§ **Selected text**

In another embodiment of the present invention the brake system comprises flow components adapted to leading cooled liquid medium to the heat exchanger, and to cooling of exhaust gases which are led through the heat exchanger in operating situations where the retarder is not activated. Exhaust treating components usually require a relatively high exhaust temperature for them to function in an optimum way. If the temperature of the exhaust gases becomes too high, the degree of efficiency of the exhaust treating components will usually decline while at the same time active surface layers of the exhaust treating components risk being damaged by too hot exhaust gases. In this case the heat exchanger and the liquid medium may be used to cool the exhaust gases in operating situations where the exhaust gases are too hot. This means that optimum cleaning of the exhaust gases may be achieved in an exhaust treating component even in operating situations with very high exhaust temperatures. It also means that the service life of the exhaust treating components will not be reduced by damage which might occur through contact with very hot exhaust gases.

In another embodiment of the present invention the exhaust line comprises a particle filter situated upstream of the SCR catalyst, and said first heat exchanger is situated in the exhaust line at a point between the particle filter and the catalyst. Exhaust gases from diesel engines contain soot particles, so exhaust lines for diesel engines are provided with a particle filter which captures soot particles from the exhaust gases. The particle filter does however need to be regenerated at regular intervals. The regeneration process involves the exhaust gases being subjected to such a high temperature that the soot particles burn in the filter. This may be achieved by heavy load upon the engine or by injecting unburnt fuel into the exhaust line. In a regeneration process it is appropriate to use the liquid medium to cool the exhaust gases in the heat exchanger. An SCR catalyst may thus assume a lower temperature than that prevailing in the particle filter during the regeneration process. The catalyst may thus maintain optimum reduction of nitrogen oxides during the regeneration process. The cooling of the exhaust gases in the first heat exchanger prevents the catalyst's active surface layers from coming into contact with too hot exhaust gases.

§ **Collected data**

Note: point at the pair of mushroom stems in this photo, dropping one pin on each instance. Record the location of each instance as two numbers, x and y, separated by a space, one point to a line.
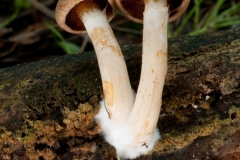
118 94
129 123
139 132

§ **Problem to work on**
Carry on the passage about using a heat exchanger to cool exhaust gases in a vehicle brake system, starting after its final sentence.

§ **Right answer**
BRIEF DESCRIPTION OF THE DRAWINGS

Preferred embodiments of the invention are described below by way of examples with reference to the attached drawings, in which

Fig. 1 depicts an arrangement according to a first embodiment of the present

invention, and

Fig. 2 depicts an arrangement according to a second embodiment of the present invention.

DETAILED DESCRIPTION OF PREFERRED EMBODIMENTS OF THE INVENTION

Fig. 1 depicts a combustion engine 1 adapted to powering a vehicle. The engine 1 may for example be intended to power a heavy vehicle. The engine is provided with an exhaust line 2, only part of which is depicted. The exhaust line may initially be provided with an undepicted turbine of a turbo unit to compress inlet air which is led to the engine, and with an undepicted return line for recirculation of exhaust gases. The exhaust line comprises a section which is divided into two parallel lines 2a, 2b. A valve 3 is provided at a point where the exhaust line divides into the parallel lines 2a, 2b. The valve, here exemplified in the form of a damper 3, makes it possible for the gas flow in the exhaust line to be directed to either of the two parallel lines 2a, 2b. It is also possible to distribute the gas flow in a variable way between the two parallel lines. The parallel lines join together again at a point upstream of a number of the exhaust cleaning components 4-7.

The exhaust cleaning components are in this case an oxidation catalyst 4, a particle filter 5, an SCR catalyst 6 and an ammonia slip catalyst 7. In the oxidation catalyst, part of the nitrogen monoxide in the exhaust gases is oxidised to nitrogen dioxide. Substantially equal proportions of nitrogen dioxide and nitrogen monoxide may thus be achieved in the exhaust gases. The exhaust gases should preferably contain equal amounts of nitrogen monoxide and nitrogen dioxide when they reach the SCR catalyst 6 situated downstream, to make it possible to achieve optimum reduction of nitrogen oxides. After the oxidation catalyst 4, the exhaust gases are led to the particle filter 5 in which soot particles are caught and burnt. An undepicted injection device is provided to inject a urea solution into the exhaust line at a point upstream of the SCR catalyst 6. The urea solution is vaporised by the warm exhaust gases, resulting in the formation of ammonia in the exhaust gases. The exhaust gases need to be at a relatively high temperature to vaporise the ammonia. The ammonia and the nitrogen oxides in the exhaust gases react with one another when they reach the SCR catalyst, resulting in the formation of nitrogen gas and water vapour. For the nitrogen oxides to be reduced in an effective way in an SCR catalyst, they need to be at a temperature of at least 200°C. The exhaust temperature should however not be too high, since the degree of efficiency of the catalyst will drop at too high temperatures, at which there will also be more risk of damage to its active layers. Any remaining ammonia in the exhaust gases is eliminated in the ammonia slip catalyst 7 situated downstream of the SCR catalyst 6.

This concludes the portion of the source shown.